Report every line in the listing below that contains the string "dark", copying each such line in full. Case counts.

## START

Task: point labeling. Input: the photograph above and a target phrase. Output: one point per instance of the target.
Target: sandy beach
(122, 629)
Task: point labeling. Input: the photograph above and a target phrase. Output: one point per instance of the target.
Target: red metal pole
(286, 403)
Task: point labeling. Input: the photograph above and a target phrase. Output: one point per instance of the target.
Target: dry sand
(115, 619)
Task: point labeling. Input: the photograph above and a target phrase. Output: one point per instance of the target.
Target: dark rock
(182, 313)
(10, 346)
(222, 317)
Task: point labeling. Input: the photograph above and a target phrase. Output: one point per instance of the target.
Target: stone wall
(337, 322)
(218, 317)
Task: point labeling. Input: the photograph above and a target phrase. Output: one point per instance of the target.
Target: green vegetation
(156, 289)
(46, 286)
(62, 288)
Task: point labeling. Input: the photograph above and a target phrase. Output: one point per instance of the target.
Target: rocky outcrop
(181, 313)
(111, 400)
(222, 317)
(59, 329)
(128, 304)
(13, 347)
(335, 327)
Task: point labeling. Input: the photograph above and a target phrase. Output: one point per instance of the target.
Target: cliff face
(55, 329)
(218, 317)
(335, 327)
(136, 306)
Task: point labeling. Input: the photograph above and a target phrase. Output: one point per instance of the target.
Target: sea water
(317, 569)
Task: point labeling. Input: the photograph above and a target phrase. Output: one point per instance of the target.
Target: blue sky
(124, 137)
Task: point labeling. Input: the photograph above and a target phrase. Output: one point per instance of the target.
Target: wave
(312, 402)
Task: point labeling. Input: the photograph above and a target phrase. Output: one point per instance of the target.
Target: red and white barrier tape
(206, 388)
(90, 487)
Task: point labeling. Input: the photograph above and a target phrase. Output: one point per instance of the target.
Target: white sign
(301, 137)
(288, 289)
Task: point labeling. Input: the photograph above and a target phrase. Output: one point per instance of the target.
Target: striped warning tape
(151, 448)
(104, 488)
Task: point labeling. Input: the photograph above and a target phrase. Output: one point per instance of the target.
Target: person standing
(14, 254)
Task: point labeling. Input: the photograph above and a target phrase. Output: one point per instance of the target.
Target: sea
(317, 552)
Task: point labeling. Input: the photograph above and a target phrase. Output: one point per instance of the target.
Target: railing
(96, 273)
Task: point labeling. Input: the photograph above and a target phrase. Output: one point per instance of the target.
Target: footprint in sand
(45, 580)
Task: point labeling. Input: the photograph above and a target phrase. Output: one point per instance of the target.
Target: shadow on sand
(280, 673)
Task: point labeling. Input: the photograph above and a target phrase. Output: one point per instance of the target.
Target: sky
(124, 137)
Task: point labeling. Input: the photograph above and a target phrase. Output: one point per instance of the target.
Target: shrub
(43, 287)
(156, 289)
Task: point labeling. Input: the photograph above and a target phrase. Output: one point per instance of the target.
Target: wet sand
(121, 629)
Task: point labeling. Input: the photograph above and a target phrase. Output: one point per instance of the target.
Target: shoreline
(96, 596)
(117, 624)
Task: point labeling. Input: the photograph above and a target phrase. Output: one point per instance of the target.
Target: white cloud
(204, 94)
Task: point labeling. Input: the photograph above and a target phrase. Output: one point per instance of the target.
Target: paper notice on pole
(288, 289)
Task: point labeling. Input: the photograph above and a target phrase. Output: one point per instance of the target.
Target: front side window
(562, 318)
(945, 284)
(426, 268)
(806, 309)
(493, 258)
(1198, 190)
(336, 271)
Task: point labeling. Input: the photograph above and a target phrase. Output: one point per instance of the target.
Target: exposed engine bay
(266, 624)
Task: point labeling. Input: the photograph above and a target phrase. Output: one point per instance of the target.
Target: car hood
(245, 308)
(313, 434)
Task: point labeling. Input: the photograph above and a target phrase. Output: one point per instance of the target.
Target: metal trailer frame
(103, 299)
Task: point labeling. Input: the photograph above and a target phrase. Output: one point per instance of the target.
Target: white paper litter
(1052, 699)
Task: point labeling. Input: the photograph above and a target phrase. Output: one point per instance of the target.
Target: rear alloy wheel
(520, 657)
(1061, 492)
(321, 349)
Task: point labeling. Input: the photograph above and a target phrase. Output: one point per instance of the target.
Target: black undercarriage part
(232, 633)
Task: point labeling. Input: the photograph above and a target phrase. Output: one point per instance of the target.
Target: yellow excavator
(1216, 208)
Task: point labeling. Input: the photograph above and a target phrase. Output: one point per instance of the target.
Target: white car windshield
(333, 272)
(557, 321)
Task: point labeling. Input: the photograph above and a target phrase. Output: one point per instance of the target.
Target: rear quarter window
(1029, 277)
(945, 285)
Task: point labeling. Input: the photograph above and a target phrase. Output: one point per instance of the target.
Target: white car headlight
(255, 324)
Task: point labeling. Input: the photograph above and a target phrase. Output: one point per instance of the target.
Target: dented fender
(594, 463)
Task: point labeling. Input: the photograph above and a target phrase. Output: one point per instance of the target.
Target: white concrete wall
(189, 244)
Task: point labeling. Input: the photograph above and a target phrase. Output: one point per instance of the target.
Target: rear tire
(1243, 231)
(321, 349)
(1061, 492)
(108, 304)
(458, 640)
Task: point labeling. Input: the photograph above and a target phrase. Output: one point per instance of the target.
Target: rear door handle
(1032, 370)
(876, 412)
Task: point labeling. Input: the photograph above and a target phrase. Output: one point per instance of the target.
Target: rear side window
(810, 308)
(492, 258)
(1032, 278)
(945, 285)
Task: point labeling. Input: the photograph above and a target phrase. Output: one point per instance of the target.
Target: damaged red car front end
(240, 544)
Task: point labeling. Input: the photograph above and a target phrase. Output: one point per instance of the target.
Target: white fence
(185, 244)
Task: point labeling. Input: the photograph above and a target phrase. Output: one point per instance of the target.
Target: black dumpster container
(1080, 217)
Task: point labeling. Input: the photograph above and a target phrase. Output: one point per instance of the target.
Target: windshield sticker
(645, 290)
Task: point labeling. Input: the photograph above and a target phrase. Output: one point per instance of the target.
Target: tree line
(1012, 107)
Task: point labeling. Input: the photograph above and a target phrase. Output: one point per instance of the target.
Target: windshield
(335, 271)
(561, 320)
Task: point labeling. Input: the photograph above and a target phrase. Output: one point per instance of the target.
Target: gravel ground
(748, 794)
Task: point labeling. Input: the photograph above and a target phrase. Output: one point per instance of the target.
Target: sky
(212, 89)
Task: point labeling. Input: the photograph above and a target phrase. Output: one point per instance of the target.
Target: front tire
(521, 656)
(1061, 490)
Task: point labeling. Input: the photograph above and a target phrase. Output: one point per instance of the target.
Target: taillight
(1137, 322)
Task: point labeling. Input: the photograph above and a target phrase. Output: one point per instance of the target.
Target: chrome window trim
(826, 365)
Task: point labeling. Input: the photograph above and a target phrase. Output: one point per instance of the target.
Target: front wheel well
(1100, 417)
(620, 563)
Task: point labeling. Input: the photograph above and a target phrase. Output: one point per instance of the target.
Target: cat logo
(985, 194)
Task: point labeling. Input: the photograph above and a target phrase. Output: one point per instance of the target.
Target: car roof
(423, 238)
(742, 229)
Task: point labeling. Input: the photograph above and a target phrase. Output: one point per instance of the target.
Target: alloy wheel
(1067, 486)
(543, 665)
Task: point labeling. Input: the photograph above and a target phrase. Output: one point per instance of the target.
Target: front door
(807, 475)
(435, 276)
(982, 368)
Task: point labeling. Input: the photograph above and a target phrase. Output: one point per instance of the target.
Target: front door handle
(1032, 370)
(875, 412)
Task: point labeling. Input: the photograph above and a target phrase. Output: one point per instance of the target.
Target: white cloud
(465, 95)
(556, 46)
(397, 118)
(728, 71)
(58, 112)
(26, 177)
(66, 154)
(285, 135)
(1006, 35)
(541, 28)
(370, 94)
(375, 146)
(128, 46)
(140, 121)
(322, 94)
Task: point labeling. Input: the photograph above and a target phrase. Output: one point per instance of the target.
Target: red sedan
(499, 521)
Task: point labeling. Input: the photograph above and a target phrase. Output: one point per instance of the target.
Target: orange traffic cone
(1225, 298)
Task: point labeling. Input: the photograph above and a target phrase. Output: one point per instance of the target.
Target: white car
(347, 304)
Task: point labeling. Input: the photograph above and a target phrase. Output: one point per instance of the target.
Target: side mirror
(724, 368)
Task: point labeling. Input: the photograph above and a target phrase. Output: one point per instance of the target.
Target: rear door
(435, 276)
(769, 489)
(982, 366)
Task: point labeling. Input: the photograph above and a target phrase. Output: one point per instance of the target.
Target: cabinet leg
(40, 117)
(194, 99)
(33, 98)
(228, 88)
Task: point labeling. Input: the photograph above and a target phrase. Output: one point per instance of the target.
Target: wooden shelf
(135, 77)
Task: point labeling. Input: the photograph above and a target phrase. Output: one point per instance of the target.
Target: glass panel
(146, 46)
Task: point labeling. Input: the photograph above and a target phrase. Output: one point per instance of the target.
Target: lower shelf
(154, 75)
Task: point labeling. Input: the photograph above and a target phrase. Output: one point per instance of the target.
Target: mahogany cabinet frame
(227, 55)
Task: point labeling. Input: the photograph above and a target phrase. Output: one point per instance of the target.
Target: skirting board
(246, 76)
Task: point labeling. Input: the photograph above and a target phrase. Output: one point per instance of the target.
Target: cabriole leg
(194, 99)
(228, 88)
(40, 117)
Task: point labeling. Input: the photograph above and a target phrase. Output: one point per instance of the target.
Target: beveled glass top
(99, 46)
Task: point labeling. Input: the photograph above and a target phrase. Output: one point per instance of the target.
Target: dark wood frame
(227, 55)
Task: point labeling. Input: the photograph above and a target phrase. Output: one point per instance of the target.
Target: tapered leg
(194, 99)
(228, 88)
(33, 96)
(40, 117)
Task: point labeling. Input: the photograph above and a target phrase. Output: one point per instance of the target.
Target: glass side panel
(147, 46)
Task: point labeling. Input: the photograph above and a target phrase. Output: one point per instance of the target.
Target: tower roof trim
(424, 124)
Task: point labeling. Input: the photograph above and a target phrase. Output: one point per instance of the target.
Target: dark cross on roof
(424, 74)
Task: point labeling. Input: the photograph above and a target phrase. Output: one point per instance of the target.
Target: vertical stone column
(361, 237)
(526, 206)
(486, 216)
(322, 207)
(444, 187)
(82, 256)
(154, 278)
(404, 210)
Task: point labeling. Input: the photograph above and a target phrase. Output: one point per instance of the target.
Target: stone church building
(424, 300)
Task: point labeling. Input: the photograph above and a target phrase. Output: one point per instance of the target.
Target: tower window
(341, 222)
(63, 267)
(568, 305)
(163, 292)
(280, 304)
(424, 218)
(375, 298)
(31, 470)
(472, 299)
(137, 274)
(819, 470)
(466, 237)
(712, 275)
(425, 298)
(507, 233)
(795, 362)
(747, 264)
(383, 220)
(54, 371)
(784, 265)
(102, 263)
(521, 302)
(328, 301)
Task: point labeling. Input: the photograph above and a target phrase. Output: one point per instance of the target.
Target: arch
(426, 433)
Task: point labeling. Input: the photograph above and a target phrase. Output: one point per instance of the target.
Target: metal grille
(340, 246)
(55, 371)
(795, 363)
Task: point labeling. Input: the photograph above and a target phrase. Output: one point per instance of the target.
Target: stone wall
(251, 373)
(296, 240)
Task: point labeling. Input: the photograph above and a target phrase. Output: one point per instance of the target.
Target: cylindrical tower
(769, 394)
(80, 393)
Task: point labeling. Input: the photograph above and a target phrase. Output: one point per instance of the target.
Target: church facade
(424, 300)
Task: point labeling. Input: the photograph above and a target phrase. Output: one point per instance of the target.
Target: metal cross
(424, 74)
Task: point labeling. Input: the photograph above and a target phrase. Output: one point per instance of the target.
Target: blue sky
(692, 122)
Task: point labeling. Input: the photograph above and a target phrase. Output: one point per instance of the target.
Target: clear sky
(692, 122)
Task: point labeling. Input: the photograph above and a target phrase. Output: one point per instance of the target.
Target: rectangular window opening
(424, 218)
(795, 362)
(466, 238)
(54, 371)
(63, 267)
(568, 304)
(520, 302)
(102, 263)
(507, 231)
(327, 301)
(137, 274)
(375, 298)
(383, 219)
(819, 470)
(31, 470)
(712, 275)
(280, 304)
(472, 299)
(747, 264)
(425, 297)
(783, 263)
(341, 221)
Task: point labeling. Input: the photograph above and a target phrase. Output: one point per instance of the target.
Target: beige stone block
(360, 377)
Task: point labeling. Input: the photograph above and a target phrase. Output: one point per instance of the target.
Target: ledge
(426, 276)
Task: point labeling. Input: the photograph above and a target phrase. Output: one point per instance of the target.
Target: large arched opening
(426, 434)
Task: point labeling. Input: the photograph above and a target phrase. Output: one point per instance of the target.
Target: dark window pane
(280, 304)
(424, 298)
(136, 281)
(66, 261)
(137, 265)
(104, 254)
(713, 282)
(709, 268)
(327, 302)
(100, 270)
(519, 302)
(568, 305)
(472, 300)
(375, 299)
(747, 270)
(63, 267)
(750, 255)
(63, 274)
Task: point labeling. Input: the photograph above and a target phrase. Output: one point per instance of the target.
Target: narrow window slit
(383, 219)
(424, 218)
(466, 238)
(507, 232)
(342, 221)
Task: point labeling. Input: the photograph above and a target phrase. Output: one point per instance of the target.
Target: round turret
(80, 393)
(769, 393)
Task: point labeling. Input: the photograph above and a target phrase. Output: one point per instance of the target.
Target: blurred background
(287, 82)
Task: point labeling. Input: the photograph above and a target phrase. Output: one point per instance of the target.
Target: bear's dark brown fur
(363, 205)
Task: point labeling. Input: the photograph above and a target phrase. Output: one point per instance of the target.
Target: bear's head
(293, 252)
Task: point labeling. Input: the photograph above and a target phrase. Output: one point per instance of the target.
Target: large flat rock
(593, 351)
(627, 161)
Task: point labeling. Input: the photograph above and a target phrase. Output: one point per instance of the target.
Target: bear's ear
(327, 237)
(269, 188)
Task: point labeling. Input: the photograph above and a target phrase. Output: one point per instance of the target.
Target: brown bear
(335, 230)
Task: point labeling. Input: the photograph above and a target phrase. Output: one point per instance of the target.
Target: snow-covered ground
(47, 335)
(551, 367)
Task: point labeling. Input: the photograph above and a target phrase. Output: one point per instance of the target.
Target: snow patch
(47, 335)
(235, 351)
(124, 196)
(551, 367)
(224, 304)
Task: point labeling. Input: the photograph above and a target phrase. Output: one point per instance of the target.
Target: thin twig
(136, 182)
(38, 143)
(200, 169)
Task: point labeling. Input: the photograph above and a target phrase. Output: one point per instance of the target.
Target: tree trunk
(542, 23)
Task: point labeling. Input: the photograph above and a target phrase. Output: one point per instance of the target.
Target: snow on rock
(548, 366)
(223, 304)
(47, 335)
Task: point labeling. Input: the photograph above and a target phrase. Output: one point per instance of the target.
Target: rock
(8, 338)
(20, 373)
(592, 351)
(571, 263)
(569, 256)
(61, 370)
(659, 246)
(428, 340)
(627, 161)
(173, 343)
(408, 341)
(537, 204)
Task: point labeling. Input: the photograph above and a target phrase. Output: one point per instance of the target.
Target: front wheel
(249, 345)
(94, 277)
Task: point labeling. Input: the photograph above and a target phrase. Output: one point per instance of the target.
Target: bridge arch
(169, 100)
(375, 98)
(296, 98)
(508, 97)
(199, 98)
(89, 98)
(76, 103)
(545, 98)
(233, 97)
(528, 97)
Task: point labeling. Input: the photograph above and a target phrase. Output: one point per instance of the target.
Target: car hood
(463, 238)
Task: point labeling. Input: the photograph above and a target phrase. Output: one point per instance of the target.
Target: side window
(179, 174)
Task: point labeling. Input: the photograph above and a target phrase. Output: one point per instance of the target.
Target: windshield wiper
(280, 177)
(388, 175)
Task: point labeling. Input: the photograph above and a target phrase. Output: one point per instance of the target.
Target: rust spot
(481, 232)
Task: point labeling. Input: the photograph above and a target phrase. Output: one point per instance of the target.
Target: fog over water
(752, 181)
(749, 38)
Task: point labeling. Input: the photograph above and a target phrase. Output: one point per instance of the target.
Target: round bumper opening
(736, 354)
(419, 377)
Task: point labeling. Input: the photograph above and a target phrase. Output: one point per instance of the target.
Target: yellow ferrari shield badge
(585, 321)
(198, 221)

## END

• [FULL RESPONSE]
Target: dark rock
Target: dark wood frame
Target: dark cross on roof
Target: dark window pane
Target: bear's dark brown fur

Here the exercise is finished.